----- Record excerpts
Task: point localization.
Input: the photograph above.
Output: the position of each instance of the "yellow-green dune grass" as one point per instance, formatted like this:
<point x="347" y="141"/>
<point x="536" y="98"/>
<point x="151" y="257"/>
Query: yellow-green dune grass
----------
Exercise: Only lines that contain "green" are needed, so copy each of them from the data.

Result of this exercise:
Output: the position of each instance of the "yellow-green dune grass" as one point per instance, formatted like this:
Query: yellow-green dune grass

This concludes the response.